To be done – Pull out each line of the material below that contains the word "green", copying those lines in full.

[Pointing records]
********************

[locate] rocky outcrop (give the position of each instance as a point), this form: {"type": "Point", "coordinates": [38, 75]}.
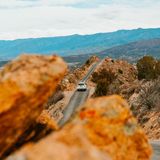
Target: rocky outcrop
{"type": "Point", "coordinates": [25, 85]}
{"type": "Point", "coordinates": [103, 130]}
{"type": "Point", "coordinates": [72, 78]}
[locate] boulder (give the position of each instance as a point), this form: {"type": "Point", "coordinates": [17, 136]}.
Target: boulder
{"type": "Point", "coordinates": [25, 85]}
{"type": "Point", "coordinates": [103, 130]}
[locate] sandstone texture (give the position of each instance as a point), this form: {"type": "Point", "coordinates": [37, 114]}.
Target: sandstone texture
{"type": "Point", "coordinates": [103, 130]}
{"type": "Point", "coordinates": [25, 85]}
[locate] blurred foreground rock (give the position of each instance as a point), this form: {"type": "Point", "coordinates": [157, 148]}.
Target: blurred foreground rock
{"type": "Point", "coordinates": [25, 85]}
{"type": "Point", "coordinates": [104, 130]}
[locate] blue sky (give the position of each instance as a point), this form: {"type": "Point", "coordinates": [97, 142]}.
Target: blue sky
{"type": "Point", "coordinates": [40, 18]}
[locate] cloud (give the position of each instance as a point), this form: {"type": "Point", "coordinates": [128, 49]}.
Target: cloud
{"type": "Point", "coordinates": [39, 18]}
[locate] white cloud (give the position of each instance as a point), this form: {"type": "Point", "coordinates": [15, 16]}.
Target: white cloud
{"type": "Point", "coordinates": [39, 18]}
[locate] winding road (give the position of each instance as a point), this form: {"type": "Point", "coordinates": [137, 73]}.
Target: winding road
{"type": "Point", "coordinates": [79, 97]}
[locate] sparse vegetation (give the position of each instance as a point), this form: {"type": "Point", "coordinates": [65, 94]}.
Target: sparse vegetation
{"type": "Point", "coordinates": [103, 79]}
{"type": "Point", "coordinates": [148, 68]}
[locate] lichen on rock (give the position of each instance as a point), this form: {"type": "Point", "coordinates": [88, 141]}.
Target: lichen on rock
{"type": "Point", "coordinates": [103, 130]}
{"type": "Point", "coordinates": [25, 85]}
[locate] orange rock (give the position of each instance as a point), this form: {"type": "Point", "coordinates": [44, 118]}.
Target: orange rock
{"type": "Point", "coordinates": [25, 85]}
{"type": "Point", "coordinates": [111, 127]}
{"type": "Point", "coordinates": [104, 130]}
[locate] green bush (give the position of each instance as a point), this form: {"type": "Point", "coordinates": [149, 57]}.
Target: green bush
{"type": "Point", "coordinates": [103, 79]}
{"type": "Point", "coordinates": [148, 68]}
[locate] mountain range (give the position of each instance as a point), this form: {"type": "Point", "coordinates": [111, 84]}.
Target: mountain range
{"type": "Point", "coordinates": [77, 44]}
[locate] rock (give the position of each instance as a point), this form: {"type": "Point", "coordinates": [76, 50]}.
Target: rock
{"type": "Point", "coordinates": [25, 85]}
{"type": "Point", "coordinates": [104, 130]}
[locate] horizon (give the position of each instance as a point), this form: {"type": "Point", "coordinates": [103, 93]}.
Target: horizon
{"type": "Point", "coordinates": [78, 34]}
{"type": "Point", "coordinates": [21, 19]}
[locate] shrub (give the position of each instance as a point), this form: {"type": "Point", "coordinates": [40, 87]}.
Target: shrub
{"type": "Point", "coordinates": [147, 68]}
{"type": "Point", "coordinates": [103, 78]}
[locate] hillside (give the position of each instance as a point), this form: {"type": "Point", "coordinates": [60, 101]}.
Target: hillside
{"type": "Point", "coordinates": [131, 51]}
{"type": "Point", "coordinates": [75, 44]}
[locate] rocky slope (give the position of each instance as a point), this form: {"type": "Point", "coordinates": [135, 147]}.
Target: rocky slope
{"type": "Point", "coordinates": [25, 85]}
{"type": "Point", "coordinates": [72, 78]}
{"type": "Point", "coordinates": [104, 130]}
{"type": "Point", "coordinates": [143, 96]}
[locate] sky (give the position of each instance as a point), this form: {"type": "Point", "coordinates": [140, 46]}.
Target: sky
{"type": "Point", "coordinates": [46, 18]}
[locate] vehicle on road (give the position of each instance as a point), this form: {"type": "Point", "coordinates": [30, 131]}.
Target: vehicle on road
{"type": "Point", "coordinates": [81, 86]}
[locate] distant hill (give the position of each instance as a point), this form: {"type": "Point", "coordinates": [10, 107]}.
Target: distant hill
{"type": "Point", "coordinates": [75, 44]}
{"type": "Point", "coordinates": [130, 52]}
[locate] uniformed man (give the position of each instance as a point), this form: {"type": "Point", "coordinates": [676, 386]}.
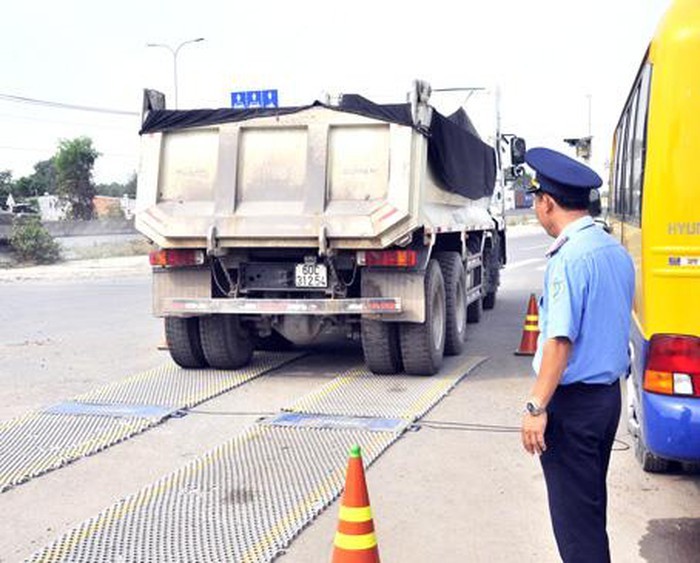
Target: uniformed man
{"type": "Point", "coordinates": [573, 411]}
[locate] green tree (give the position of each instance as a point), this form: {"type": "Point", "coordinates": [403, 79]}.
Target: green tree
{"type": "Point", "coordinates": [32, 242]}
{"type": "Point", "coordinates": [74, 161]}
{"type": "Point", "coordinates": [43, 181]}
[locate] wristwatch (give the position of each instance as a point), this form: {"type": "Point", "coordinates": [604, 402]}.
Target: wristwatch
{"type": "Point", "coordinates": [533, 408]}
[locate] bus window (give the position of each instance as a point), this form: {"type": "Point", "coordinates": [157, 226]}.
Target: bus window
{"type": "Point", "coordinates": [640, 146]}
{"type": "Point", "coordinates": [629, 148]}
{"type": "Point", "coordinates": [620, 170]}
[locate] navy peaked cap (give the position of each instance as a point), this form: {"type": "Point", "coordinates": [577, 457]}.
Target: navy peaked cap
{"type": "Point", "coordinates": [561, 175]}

********************

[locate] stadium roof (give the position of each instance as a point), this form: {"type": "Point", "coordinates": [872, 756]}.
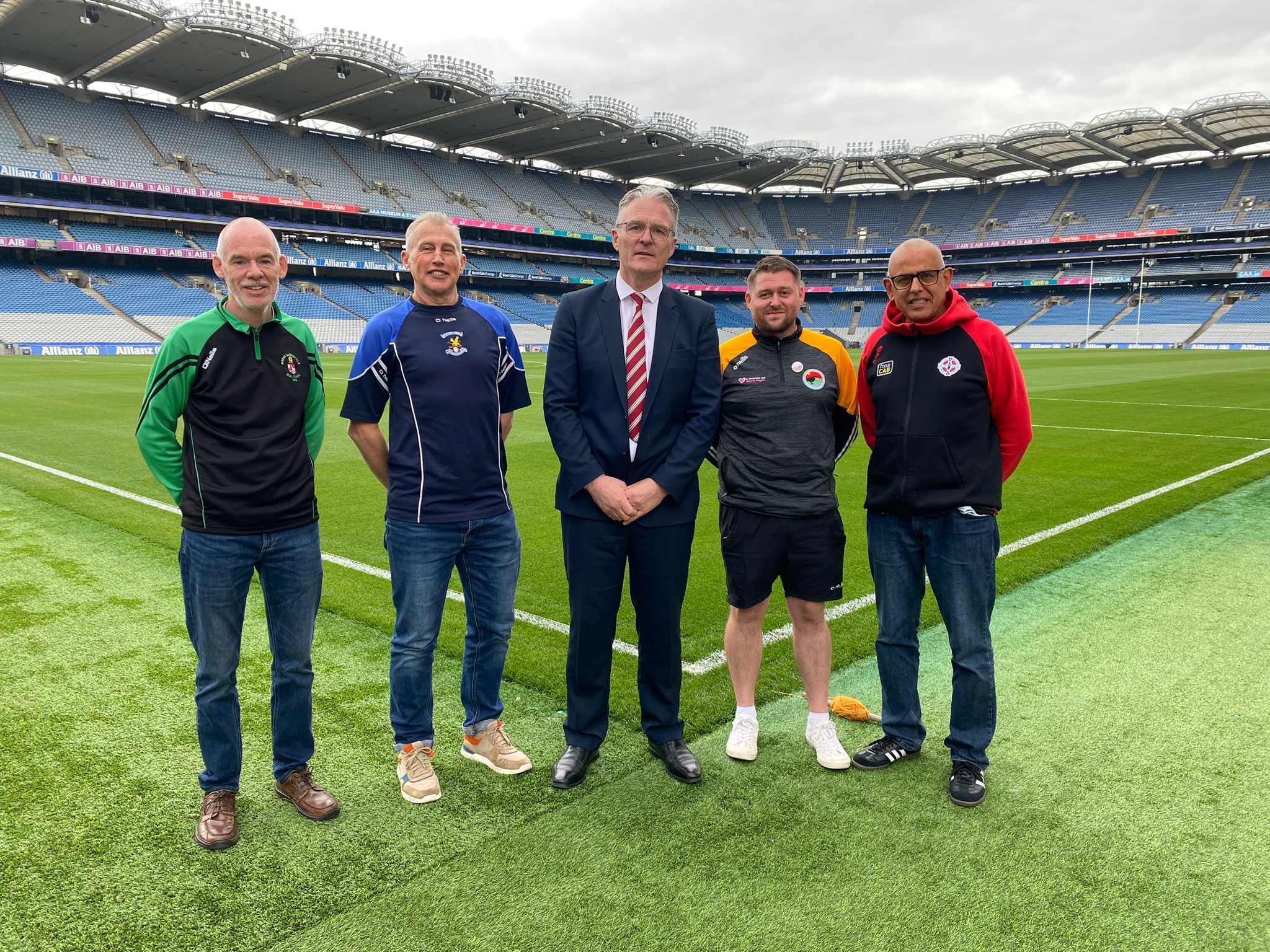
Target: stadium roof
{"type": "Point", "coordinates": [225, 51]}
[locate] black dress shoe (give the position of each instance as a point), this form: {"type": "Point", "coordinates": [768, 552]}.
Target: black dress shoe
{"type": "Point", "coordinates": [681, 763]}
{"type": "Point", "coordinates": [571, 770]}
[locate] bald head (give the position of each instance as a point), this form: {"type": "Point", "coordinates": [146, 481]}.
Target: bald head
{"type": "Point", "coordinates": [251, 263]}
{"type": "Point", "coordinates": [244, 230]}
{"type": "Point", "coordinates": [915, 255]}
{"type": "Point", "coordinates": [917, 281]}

********************

Finished task –
[locate] green bush (give the position of each instance as a point), this form: {"type": "Point", "coordinates": [149, 57]}.
Target: green bush
[locate] green tree (give the position of each instance as a point), this form: {"type": "Point", "coordinates": [403, 79]}.
Target: green tree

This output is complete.